> _Problema curto 1_
Extraia todas as linhas que contenham a cadeia "wooden".

> _Excerto_
□ □ □
O incêndio do Chiado de 1988 destruiu perto de duas dezenas de edifícios, mas fez apenas duas mortes (fotografia cortesia de Arquivo Municipal de Lisboa)

O descarrilamento do Elevador da Glória, no final da tarde de 3 de Setembro de 2025, provocou 16 mortos e 23 feridos e é o maior desastre em Lisboa desde o incêndio do Chiado, em 1988. Neste incêndio, morreram apenas duas pessoas, mas 18 edifícios foram destruídos, dezenas de negócios encerraram e centenas ficaram sem trabalho. Para na história recente da cidade encontrarmos uma tragédia mais letal que a do Elevador da Glória, precisamos de recuar a 1967 – às grandes cheias que terão provocado a morte de pelo menos 462 pessoas.

O incêndio do Chiado

25 de Agosto de 1988. Nuno Kruz Abecasis (PSD/CDS) era o Presidente da Câmara de Lisboa, Cavaco Silva (PSD) o Primeiro-Ministro, Mário Soares (PS) o Presidente da República. Na madrugada desse dia, um incêndio de grandes dimensões começou por tomar conta dos Armazéns Grandella e dos Armazéns do Chiado, contíguos. As chamas acabaram por se alastrar para quase duas dezenas de edifícios no coração do Chiado.
□ □ □
> _As linhas_
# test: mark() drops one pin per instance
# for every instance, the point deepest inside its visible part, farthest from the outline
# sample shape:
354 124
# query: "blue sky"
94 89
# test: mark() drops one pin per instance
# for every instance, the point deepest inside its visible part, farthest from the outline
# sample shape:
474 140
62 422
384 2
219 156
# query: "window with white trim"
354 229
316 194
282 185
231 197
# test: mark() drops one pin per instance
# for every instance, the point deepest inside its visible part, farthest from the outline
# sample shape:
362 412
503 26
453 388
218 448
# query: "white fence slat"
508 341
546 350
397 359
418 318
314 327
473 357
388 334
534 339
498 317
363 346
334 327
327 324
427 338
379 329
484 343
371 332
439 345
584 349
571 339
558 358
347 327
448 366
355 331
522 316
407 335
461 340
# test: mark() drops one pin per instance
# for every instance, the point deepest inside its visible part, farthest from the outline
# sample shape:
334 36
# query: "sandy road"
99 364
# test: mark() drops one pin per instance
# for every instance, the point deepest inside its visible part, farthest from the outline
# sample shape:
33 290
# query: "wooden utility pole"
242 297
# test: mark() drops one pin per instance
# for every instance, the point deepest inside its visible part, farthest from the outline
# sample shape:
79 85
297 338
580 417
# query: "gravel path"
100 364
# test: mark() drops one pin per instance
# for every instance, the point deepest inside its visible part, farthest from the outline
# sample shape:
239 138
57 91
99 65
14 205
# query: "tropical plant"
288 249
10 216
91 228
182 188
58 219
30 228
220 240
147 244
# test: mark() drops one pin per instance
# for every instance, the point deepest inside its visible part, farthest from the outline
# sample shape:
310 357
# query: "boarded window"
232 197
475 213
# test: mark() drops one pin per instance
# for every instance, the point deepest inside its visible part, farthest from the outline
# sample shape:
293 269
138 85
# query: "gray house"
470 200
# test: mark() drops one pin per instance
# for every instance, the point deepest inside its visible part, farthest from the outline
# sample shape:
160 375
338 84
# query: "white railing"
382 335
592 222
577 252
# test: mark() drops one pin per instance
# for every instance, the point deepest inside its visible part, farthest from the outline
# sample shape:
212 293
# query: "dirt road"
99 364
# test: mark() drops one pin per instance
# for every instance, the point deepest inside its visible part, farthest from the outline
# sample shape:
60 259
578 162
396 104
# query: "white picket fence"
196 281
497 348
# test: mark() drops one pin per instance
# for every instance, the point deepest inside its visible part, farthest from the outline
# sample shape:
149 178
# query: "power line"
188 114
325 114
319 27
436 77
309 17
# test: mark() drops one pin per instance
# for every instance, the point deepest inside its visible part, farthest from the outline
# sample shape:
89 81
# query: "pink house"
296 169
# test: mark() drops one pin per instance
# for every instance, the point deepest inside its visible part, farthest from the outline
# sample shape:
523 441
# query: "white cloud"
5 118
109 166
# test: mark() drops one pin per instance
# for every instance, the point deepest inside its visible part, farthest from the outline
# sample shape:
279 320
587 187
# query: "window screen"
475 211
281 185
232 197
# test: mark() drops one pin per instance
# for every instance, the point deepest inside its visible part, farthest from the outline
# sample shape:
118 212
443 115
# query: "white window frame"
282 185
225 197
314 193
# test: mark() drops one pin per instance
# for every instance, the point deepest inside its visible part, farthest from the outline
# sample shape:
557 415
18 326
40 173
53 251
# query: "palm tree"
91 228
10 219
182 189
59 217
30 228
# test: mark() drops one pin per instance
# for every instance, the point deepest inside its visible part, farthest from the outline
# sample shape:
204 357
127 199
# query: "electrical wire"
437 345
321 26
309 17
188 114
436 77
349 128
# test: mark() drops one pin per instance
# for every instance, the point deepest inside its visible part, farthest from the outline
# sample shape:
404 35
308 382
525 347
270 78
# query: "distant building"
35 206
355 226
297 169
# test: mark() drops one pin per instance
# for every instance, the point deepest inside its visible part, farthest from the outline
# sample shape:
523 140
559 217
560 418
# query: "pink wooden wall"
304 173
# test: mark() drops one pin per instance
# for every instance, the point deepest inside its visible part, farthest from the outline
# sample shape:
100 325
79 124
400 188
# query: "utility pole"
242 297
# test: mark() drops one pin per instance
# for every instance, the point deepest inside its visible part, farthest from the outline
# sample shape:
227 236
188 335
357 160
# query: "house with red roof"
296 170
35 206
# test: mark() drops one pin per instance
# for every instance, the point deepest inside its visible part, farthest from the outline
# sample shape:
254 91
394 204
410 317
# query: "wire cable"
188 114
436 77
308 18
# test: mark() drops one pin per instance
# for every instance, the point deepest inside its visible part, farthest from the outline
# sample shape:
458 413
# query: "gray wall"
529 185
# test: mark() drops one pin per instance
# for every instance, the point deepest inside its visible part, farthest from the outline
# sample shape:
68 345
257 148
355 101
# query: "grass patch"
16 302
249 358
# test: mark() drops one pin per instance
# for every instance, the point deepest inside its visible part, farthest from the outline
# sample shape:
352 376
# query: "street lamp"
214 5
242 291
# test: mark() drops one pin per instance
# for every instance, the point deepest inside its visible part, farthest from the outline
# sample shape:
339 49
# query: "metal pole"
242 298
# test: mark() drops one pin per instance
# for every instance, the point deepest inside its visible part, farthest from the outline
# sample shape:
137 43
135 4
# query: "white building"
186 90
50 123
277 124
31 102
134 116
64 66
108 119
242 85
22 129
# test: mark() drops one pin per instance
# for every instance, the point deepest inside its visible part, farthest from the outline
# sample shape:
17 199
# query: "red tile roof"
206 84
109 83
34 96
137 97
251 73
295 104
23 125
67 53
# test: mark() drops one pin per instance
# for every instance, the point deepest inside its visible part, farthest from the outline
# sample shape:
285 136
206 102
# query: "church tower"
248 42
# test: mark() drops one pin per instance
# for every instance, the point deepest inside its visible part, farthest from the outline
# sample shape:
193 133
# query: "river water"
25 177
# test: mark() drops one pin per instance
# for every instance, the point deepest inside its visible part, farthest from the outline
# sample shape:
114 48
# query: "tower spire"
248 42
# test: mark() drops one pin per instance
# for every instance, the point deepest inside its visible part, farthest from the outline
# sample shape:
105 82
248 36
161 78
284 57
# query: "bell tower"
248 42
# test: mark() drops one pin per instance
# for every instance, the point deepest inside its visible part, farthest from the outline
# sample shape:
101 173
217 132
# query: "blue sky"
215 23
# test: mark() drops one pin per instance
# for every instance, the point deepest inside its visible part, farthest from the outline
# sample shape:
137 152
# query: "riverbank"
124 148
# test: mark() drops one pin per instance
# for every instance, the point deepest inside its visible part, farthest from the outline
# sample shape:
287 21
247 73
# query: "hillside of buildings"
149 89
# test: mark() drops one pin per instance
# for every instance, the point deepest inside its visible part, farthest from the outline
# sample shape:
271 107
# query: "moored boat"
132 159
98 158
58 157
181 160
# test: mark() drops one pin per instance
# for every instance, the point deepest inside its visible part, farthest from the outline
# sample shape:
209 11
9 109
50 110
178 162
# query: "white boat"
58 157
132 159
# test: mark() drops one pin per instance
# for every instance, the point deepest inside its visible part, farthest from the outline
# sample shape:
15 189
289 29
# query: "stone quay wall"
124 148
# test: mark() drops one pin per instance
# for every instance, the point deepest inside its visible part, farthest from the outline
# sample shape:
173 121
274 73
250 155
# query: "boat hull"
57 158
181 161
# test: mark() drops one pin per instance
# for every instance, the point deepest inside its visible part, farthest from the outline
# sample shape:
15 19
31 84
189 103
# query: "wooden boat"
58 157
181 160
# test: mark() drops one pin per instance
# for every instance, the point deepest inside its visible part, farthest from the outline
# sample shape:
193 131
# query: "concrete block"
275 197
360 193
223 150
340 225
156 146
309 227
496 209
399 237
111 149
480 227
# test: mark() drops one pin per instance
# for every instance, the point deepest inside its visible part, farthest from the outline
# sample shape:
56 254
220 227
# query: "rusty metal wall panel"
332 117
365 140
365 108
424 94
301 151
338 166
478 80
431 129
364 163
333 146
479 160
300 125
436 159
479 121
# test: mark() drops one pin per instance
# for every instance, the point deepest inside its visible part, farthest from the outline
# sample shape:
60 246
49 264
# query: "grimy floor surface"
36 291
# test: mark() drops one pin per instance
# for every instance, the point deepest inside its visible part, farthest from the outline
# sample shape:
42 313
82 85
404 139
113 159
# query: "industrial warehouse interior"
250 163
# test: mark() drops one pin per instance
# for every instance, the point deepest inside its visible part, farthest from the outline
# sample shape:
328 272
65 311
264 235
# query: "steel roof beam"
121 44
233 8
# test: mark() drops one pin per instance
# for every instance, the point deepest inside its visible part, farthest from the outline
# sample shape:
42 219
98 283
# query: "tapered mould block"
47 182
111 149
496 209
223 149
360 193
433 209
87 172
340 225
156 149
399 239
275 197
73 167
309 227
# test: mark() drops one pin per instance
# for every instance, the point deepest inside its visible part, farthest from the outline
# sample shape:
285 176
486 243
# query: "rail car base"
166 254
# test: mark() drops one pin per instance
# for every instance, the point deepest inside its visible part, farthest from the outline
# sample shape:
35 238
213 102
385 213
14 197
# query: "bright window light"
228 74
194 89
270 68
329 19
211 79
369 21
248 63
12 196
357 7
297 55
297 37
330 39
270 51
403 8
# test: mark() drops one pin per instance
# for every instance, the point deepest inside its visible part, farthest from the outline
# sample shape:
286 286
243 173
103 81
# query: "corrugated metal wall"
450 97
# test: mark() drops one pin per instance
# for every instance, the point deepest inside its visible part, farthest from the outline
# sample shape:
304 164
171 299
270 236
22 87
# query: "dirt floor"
□ □ □
> _Problema curto 2_
Reescreva sob a forma de lista o parágrafo do excerto que começa por "25 de Agosto de 1988", mantendo os factos principais.

> _Resposta esperada 1_
# query: "wooden utility pole"
# query: "pink wooden wall"
# query: "wooden boat"

> _Resposta esperada 2_
- Data: madrugada de 25 de Agosto de 1988.
- Em funções: Nuno Kruz Abecasis (PSD/CDS), Presidente da Câmara de Lisboa; Cavaco Silva (PSD), Primeiro-Ministro; Mário Soares (PS), Presidente da República.
- Início do incêndio: Armazéns Grandella e Armazéns do Chiado, contíguos.
- Propagação: quase duas dezenas de edifícios no coração do Chiado.